* [LISTED RECORDS]:

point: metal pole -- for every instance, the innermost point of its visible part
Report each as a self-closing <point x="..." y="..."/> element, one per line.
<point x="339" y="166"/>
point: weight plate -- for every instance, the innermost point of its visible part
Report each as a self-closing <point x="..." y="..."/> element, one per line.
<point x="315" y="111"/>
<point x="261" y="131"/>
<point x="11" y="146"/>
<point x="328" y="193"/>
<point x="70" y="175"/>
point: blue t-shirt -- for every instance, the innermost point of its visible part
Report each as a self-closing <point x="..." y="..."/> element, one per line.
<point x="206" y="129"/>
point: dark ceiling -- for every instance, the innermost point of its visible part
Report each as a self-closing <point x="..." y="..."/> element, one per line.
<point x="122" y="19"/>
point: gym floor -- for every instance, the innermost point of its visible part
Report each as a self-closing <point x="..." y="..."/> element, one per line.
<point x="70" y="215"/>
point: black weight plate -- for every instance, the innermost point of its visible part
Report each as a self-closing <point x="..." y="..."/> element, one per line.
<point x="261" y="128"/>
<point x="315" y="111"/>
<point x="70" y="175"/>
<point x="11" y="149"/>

--

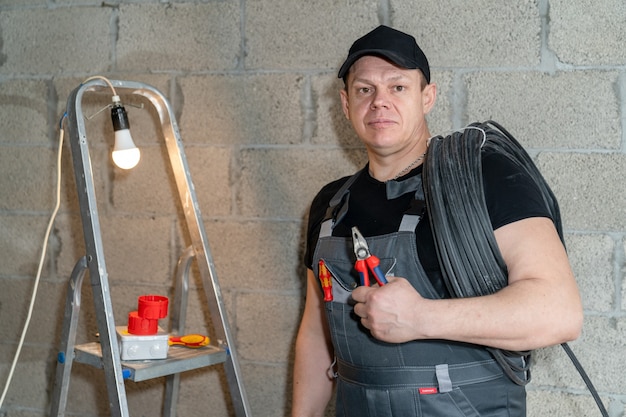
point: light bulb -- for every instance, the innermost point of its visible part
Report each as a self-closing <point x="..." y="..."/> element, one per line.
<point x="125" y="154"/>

* [TASK BRIEF]:
Report how many lines of the records above contain the string "weight", matching case exactly. Give only the number.

* [WORKED ANSWER]:
2